Set exercise
Restate every line from the one containing "task: segment the green foliage" through the end of the records, requests included, and scale each coordinate in the answers by 1.5, rounding to whole numbers with halves rounded up. Leave the requests unchanged.
>> START
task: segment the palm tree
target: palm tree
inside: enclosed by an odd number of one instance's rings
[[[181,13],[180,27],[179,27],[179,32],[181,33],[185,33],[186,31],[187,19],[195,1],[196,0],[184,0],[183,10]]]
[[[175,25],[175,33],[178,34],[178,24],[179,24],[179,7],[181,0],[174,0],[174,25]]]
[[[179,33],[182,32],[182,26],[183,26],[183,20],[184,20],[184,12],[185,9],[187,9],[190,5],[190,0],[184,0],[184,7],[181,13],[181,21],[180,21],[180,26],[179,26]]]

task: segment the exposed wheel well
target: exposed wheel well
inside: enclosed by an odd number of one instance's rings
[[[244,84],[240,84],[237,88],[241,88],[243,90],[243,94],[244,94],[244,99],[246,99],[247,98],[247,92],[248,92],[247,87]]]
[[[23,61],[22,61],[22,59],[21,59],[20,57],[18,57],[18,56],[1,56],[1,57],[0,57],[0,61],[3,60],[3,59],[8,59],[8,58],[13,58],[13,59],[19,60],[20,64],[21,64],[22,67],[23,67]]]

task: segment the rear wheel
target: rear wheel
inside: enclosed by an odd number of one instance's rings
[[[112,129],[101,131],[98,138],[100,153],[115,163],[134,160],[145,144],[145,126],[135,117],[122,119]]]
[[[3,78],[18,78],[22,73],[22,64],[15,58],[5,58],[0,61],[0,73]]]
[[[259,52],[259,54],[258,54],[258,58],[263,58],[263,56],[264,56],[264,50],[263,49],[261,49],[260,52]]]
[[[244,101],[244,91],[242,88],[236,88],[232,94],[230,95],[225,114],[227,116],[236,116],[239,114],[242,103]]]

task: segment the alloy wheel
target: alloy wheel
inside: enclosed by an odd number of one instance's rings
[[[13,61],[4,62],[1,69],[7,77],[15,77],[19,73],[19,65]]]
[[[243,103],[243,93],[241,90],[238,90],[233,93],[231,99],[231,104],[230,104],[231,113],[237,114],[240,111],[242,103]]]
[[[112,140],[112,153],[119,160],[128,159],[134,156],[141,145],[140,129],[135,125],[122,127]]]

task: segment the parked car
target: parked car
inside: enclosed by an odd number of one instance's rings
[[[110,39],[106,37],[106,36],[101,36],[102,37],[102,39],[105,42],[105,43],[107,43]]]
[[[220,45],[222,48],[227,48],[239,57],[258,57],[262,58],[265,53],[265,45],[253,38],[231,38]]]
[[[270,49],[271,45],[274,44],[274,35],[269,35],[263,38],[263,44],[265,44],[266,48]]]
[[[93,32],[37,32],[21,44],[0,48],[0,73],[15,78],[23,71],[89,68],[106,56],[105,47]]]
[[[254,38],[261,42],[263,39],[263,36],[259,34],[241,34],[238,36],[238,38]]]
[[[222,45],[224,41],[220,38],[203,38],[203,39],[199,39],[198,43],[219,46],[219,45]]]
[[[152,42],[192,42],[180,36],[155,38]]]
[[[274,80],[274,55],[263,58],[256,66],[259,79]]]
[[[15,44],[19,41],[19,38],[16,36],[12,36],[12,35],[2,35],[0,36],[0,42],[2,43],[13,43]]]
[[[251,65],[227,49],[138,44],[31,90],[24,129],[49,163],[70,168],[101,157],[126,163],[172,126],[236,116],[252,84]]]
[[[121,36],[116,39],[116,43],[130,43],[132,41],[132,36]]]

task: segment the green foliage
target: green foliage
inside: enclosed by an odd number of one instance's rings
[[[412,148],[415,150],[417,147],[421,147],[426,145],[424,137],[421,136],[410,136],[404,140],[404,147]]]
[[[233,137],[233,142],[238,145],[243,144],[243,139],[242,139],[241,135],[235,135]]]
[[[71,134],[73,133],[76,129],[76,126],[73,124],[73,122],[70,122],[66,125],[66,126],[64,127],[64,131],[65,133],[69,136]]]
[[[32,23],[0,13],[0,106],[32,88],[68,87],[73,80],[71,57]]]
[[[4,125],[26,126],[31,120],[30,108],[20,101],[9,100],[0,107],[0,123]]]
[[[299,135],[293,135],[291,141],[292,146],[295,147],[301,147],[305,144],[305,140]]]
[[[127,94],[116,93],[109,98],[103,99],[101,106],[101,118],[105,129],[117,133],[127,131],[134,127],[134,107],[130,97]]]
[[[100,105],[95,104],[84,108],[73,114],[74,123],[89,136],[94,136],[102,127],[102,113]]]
>> END
Exercise response
task: segment the green foliage
target: green foliage
inside: enclosed by an odd number of one instance's rings
[[[618,222],[623,225],[626,221],[632,221],[639,218],[636,206],[632,204],[615,204],[606,210],[606,221]]]
[[[350,206],[350,213],[357,218],[365,216],[365,209],[363,209],[362,203],[353,203]]]
[[[107,201],[110,200],[114,194],[114,189],[110,186],[110,183],[105,183],[99,188],[99,189],[96,191],[96,197],[98,200],[104,204]]]
[[[48,35],[0,20],[0,159],[48,132],[102,131],[110,120],[107,86]]]
[[[6,188],[39,189],[47,180],[45,162],[30,152],[14,150],[0,161],[0,185]]]
[[[449,203],[440,203],[437,212],[438,219],[443,221],[452,221],[458,216],[458,210]]]
[[[191,141],[174,140],[164,147],[155,149],[152,159],[152,177],[158,194],[176,200],[191,197],[201,191],[201,161],[195,146]]]
[[[150,158],[143,156],[126,162],[110,171],[111,185],[134,204],[141,204],[153,191],[153,170]]]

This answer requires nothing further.